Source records
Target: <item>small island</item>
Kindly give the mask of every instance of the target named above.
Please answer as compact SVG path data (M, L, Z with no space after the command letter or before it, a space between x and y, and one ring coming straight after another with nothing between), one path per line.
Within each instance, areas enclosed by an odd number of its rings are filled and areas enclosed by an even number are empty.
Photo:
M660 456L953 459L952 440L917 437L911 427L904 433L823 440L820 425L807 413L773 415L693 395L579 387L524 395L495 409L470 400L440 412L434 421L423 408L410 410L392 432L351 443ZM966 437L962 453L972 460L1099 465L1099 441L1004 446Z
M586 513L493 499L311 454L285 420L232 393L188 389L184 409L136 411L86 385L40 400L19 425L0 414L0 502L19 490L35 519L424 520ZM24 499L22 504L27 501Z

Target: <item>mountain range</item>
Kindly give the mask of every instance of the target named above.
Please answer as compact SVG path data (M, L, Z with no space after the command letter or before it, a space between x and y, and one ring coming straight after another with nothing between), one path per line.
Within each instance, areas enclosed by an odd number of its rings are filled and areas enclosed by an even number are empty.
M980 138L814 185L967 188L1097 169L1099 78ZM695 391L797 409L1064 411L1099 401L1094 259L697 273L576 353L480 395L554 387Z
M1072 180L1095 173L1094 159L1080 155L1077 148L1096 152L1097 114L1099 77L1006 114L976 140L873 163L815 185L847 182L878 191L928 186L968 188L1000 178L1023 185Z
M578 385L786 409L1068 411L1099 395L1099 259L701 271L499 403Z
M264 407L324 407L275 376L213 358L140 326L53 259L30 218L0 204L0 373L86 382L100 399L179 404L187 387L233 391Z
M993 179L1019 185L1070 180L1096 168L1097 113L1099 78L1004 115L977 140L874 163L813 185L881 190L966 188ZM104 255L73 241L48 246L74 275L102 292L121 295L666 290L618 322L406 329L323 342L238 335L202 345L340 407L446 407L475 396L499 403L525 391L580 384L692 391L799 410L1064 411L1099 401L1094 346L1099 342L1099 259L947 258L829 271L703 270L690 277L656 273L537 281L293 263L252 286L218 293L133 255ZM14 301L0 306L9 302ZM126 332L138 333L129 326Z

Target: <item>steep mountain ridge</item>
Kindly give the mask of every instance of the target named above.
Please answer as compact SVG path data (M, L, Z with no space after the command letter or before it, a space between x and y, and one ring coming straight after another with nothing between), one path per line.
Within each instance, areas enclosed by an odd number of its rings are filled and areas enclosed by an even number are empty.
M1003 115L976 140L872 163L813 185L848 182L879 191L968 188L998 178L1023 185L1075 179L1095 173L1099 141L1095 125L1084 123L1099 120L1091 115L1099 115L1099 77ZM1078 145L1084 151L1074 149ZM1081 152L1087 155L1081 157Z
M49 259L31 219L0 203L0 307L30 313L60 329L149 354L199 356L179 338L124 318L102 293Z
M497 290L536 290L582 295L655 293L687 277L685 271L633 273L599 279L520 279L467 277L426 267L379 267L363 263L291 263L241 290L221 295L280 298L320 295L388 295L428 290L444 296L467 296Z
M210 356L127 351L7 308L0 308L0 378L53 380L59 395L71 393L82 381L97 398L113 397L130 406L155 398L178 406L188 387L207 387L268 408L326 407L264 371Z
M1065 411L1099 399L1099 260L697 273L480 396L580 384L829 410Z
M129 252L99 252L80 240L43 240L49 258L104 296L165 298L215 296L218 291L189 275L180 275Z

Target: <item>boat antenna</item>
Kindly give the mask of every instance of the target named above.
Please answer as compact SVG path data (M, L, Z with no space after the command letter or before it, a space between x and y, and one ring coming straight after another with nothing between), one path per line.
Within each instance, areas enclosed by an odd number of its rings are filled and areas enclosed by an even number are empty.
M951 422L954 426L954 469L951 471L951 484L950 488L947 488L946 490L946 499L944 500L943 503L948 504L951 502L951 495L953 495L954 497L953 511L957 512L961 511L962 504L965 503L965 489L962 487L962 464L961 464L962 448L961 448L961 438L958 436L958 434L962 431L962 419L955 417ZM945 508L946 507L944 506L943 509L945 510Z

What the task asks: Write the items above as a two-column CSV with the header input,output and one row per item. Put the item's text and its answer each in a single quoted field, with line breaks replaced by spaces.

Result of this exercise:
input,output
"Target: <item>small island</item> Kindly give the mask of every instance of the target named above. Please answer as compact SVG path data (M, L, Z with no space after the command letter or before it, a space between x and y, and one ring coming straight after another with nothing between), one path per line. Within each instance, areas enclosed by an odd number of its rings are filled and areas enclosed by an even number are empty. Photo:","M660 456L953 459L952 440L917 437L911 427L904 433L823 440L820 425L807 413L773 415L693 395L579 387L524 395L495 409L470 400L440 412L434 421L423 408L410 410L392 432L351 443ZM966 437L962 453L972 460L1099 465L1099 441L1004 446Z M586 513L493 499L311 454L285 420L232 393L188 389L184 409L136 411L86 385L40 400L19 425L0 414L0 502L19 490L35 519L424 520ZM24 499L22 504L27 501Z"
"Target: <item>mountain range</item> Kindly give the mask of every instance of the target named above. Please answer as compact SVG path data (M, L, Z with no space after the command letter or before it, a space between x and y, and one ring coming straight after another with nothing between), one path per line. Within each instance, areas enclosed by an odd number of its rings are filled and areas enclosed by an even number are empty.","M980 138L814 185L967 188L1097 169L1099 78ZM695 391L797 409L1064 411L1099 401L1094 259L697 273L576 353L480 395L554 387Z M1072 180L1095 173L1094 159L1080 155L1077 148L1096 152L1097 114L1099 77L1006 114L976 140L873 163L815 185L847 182L878 191L928 186L968 188L1000 178L1023 185Z M578 385L786 409L1068 411L1099 395L1099 259L701 271L499 403Z M264 407L324 407L275 376L213 358L140 326L53 259L30 218L0 204L0 373L86 382L100 399L179 404L187 387L233 391Z M993 179L1019 185L1070 180L1096 168L1097 113L1099 78L1004 115L977 140L874 163L813 185L881 190L966 188ZM104 255L73 241L48 246L74 275L102 292L121 295L666 290L618 322L406 329L323 342L238 335L202 345L340 407L446 407L475 396L499 403L525 391L580 384L692 391L799 410L1064 411L1099 401L1094 346L1099 342L1099 259L947 258L829 271L703 270L690 277L656 273L537 281L293 263L252 286L218 293L133 255ZM14 301L0 306L9 302ZM126 332L138 333L129 326Z"
"Target: <item>steep mountain ridge</item> Kindly give the mask of every instance of the target named above. Please answer as compact SVG path data (M, L, Z with no space after the command letter or before it, a space between x and y, and one ring coming straight after another with nothing between), one path per line. Within each instance, areas enclosed by an odd number of its rings are filled and areas enclosed by an even number are empty.","M1003 115L976 140L872 163L813 185L848 182L879 191L968 188L998 178L1023 185L1075 179L1095 173L1099 141L1095 125L1084 123L1099 120L1091 115L1099 115L1099 77ZM1078 145L1084 151L1074 149ZM1081 152L1087 155L1081 157Z M49 259L31 219L0 203L0 307L30 313L60 329L149 354L199 356L179 338L124 318L102 293Z M497 290L536 290L582 295L655 293L687 277L685 271L633 273L599 279L520 279L467 277L426 267L379 267L363 263L291 263L241 290L221 295L280 298L320 295L388 295L428 290L444 296L467 296Z M210 356L127 351L7 308L0 308L0 378L53 380L59 395L71 393L82 381L97 398L113 397L130 406L155 398L178 406L188 387L207 387L268 408L326 407L264 371Z M1065 411L1099 399L1099 260L697 273L480 396L580 384L829 410Z M129 252L99 252L80 240L43 240L49 258L104 296L165 298L215 296L218 291L189 275L180 275Z"
"Target: <item>boat antenna</item> Kindly give the mask of every instance of the target named above. Please answer as compact SVG path data (M, L, Z with no space after the command letter or before it, a space between x and y, and one ring coming straight after another with nothing between), one path per line. Within each instance, areas enclosed by an odd number of its rings are filled and areas enclosed by an even number are empty.","M951 422L954 426L954 469L951 471L951 484L950 488L947 488L946 490L946 499L944 500L943 503L948 504L951 502L951 495L953 495L954 497L953 511L957 512L961 511L962 504L965 503L965 489L962 487L962 464L961 464L962 448L961 448L961 438L958 436L958 434L962 431L962 419L955 417ZM945 508L946 507L944 506L943 509L945 510Z"